*Given task:* The entries below are to be repeated exactly as they stand.

Labeled-object pointing entries

--- Start ---

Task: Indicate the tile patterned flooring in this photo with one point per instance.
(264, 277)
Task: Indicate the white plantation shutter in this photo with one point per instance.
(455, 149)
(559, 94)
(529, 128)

--- End ---

*Exercise output:*
Task: Indicate the tile patterned flooring in this photo with one point per instance.
(264, 277)
Task: Indicate the white plantation shutter in this photo with one point per instance.
(455, 149)
(559, 94)
(529, 128)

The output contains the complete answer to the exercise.